Text passage
## START

Production test
5.22 Once a design has been verified, it can
be manufactured, but this does not mean that every chip will be
perfect. Notwithstanding very high quality control, defects still
occur in the manufacturing process. The manufacturing yield is
the proportion of manufactured chips that function correctly.
5.23 Defective chips have no value, and it is
economically vital to identify and discard failing parts as early
in the manufacturing process as possible, to minimise the investment
that is made in them. This is the purpose of production test.
Before the chip is packaged (adding cost), the bare die is tested.
This test must be able to identify any defect that renders the
chip dysfunctional, and it must therefore be able to check, for
example: that every transistor on the chip is operating correctly;
that every required connection between components functions correctly;
and that there is no short-circuit giving an unwanted interconnection.
Today's complex integrated circuits mean that developing such
a test is a formidable challenge for the test engineer.
5.24 The equipment used to apply the test programs
to the manufactured integrated circuits is itself very expensive.
The time a chip spends on the tester adds significantly to costs.
It is therefore important that the test is not only thorough,
but also efficient. This requires the designer of the circuit
to incorporate features into the design that ensure that it is
readily testable. This is another constraint on the design process.
5.25 As the number of transistors that can be
manufactured economically on an chip has grown, the rise in complexity
of the designs has made production testing increasingly difficult
and expensive. However, the increased transistor resource allows
sophisticated test support structures to be incorporated onto
the chip at low cost, compensating at least in part for the growing
problem of test.

## END

Stated exercise 1
List the things the production test passage says a die test must be able to check.
The entries below are unrelated to the production test passage.

Material for this exercise

## START

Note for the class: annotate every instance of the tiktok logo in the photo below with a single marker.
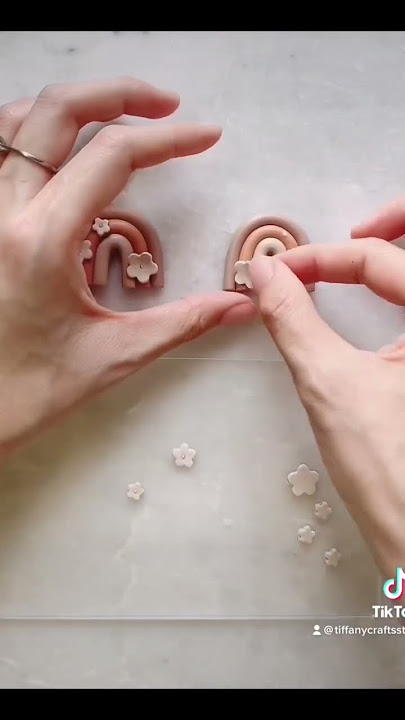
(394, 588)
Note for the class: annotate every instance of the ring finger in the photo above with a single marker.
(11, 119)
(60, 111)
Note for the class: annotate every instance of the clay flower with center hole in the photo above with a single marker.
(101, 227)
(184, 455)
(322, 510)
(135, 491)
(306, 534)
(141, 266)
(332, 557)
(86, 253)
(242, 273)
(303, 480)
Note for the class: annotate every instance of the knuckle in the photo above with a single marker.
(196, 323)
(112, 136)
(277, 310)
(11, 112)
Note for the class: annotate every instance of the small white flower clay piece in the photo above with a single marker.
(303, 480)
(306, 534)
(135, 491)
(242, 273)
(141, 266)
(322, 510)
(86, 253)
(332, 557)
(101, 227)
(184, 456)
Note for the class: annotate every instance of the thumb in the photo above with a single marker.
(117, 344)
(300, 334)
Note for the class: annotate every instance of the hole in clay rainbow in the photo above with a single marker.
(103, 257)
(247, 238)
(128, 234)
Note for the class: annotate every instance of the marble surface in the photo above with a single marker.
(203, 582)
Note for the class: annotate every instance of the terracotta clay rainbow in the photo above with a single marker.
(134, 239)
(266, 235)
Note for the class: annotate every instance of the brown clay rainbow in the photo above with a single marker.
(128, 234)
(248, 237)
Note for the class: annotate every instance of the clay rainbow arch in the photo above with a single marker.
(124, 233)
(266, 235)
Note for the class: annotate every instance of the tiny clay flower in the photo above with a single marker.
(141, 266)
(303, 480)
(332, 557)
(322, 510)
(86, 253)
(306, 534)
(101, 227)
(184, 456)
(242, 273)
(135, 491)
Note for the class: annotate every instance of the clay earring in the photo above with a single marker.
(135, 240)
(267, 236)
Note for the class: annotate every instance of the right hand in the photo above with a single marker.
(355, 399)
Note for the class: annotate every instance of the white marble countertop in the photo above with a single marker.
(203, 583)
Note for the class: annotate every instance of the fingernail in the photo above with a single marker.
(261, 271)
(239, 314)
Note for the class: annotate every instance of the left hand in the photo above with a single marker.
(57, 345)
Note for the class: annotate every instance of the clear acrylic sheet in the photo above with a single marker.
(216, 540)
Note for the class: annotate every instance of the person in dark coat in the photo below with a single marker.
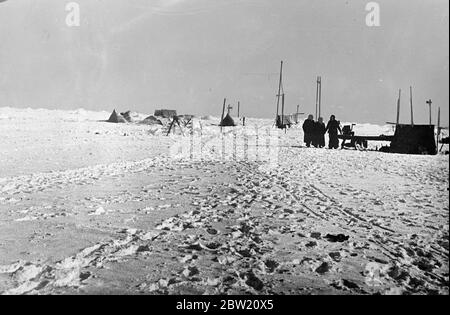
(333, 127)
(319, 133)
(308, 130)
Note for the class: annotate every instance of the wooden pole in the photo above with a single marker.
(438, 130)
(410, 102)
(317, 96)
(223, 112)
(279, 89)
(320, 97)
(429, 102)
(398, 106)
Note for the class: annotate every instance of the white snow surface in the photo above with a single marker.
(93, 207)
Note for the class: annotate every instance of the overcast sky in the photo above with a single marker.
(190, 54)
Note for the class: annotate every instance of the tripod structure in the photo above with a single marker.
(279, 120)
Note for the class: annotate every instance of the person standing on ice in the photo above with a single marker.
(333, 127)
(308, 130)
(319, 133)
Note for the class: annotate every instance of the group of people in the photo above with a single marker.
(315, 132)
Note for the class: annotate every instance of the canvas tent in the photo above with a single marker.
(413, 139)
(284, 121)
(166, 113)
(151, 120)
(227, 121)
(116, 118)
(130, 116)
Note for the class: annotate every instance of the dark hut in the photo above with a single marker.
(413, 139)
(227, 121)
(151, 120)
(165, 113)
(116, 118)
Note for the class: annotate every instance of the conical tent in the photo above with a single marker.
(116, 118)
(129, 116)
(227, 121)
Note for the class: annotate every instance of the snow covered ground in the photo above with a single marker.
(92, 207)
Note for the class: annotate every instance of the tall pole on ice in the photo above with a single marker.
(279, 90)
(398, 106)
(429, 102)
(223, 113)
(410, 102)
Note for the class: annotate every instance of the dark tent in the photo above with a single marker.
(151, 120)
(166, 113)
(285, 122)
(413, 139)
(116, 118)
(227, 121)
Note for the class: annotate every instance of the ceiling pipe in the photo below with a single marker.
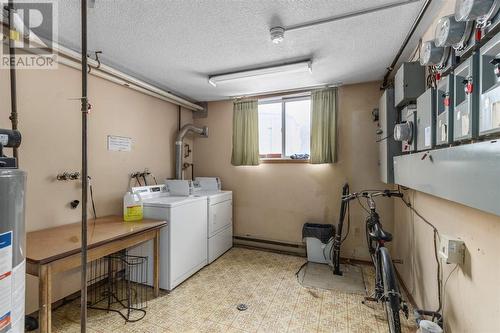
(13, 85)
(410, 33)
(84, 111)
(348, 15)
(85, 180)
(203, 131)
(73, 59)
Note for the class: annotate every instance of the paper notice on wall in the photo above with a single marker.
(119, 143)
(427, 136)
(5, 281)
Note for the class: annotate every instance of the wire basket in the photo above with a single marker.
(118, 283)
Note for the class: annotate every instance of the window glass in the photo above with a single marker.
(270, 123)
(297, 127)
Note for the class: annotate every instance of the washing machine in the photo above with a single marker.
(220, 216)
(183, 241)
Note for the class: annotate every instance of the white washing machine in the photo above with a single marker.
(220, 216)
(183, 241)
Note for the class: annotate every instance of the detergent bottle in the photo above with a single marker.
(132, 207)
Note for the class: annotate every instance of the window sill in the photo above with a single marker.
(282, 160)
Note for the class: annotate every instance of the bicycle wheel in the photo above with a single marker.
(392, 300)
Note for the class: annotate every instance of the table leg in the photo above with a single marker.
(156, 264)
(44, 299)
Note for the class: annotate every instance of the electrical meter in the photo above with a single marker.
(450, 32)
(444, 110)
(426, 118)
(466, 101)
(433, 55)
(479, 10)
(404, 131)
(489, 106)
(409, 83)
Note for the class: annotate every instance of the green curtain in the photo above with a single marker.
(245, 133)
(323, 126)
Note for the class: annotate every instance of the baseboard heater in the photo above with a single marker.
(270, 244)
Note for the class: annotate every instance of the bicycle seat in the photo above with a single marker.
(379, 234)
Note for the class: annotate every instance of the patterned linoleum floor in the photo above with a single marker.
(265, 281)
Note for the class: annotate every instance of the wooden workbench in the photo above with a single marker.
(57, 249)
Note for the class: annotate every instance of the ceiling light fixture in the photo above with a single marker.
(297, 67)
(277, 34)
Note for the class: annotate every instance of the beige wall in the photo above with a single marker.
(50, 121)
(472, 295)
(272, 201)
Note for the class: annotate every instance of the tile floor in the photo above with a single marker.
(265, 281)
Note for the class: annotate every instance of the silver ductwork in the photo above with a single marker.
(203, 131)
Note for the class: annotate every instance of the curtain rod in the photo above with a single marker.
(288, 91)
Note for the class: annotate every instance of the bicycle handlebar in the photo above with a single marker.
(372, 194)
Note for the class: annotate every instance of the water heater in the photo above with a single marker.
(12, 238)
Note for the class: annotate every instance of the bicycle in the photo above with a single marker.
(386, 285)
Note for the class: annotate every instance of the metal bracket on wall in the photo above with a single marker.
(467, 174)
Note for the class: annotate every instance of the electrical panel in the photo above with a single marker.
(444, 110)
(466, 101)
(489, 69)
(426, 119)
(388, 147)
(452, 250)
(405, 130)
(409, 83)
(468, 43)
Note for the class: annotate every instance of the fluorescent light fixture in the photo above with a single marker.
(303, 66)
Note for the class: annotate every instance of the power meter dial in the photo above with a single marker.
(432, 54)
(404, 131)
(449, 31)
(480, 10)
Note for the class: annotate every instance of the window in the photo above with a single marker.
(284, 127)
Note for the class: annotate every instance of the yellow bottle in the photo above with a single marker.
(132, 207)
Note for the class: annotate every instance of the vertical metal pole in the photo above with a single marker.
(13, 86)
(83, 305)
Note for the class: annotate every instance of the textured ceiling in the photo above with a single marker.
(176, 44)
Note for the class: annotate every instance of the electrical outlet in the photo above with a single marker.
(452, 250)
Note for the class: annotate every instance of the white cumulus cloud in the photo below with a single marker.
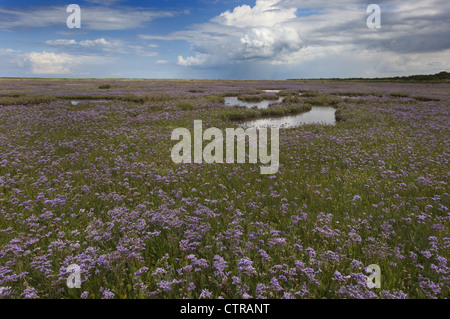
(50, 63)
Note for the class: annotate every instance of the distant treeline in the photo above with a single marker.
(438, 77)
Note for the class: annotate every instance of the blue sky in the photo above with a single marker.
(263, 39)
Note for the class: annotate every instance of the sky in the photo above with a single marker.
(223, 39)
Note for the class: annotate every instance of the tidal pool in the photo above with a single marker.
(318, 115)
(272, 91)
(233, 100)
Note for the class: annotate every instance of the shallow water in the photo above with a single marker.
(318, 115)
(233, 100)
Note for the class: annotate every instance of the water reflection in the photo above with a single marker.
(233, 100)
(318, 115)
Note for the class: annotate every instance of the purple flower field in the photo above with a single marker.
(93, 184)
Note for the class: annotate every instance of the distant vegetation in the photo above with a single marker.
(438, 77)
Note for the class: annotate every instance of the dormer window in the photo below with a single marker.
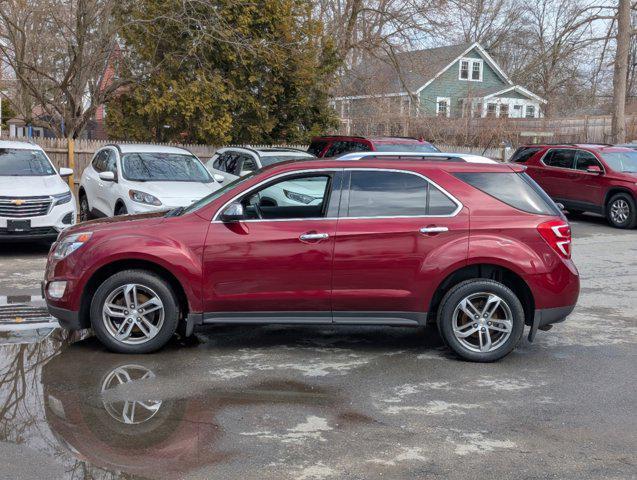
(470, 69)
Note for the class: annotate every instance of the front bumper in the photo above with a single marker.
(548, 316)
(43, 227)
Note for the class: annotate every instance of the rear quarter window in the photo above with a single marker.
(517, 190)
(523, 154)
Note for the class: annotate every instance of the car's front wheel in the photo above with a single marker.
(134, 311)
(621, 211)
(85, 211)
(481, 320)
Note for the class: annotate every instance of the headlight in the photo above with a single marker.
(299, 197)
(62, 198)
(67, 245)
(141, 197)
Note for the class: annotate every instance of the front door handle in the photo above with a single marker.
(309, 237)
(434, 229)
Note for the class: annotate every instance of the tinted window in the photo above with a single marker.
(522, 154)
(586, 159)
(380, 194)
(514, 189)
(317, 147)
(343, 147)
(406, 147)
(562, 158)
(625, 161)
(290, 198)
(28, 163)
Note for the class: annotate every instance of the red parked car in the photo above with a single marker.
(586, 178)
(478, 249)
(337, 145)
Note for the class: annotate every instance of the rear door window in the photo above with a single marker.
(561, 158)
(586, 159)
(522, 154)
(517, 190)
(377, 193)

## END

Stated exercise 2
Update the entries starting at the line containing "Note for the class: annotate every instance of the rear quarter" and ending at the last line of the entries by changing "window" to "pane". Output only those lines.

Response 1
- That every transistor on the chip is operating correctly
- That every required connection between components functions correctly
- That there is no short-circuit giving an unwanted interconnection

Response 2
Note for the class: annotate every instance of the rear quarter pane in the photo above with a single marker.
(517, 190)
(523, 154)
Note for the class: annotate every instance of the car's front wheel in the photo above with a single marker.
(134, 311)
(621, 211)
(85, 211)
(481, 320)
Note for the class: annotate every instance of the headlight in the photo above with a single marker.
(299, 197)
(62, 198)
(67, 245)
(141, 197)
Note for the class: annotate every instance of the front door handle in the photo above with a single marker.
(309, 237)
(434, 229)
Note for the class: annotate every instance of the tinted pane in the photo above with a single marker.
(522, 154)
(586, 159)
(380, 194)
(514, 189)
(317, 147)
(343, 147)
(406, 147)
(562, 158)
(625, 161)
(290, 198)
(28, 163)
Note for the class: annotate every instance of the red parked car in the photo above with a single marker.
(586, 178)
(478, 249)
(337, 145)
Note for the class: annotate every instance of the rear door pane in the photo above with a single marker.
(561, 158)
(586, 159)
(522, 154)
(517, 190)
(377, 193)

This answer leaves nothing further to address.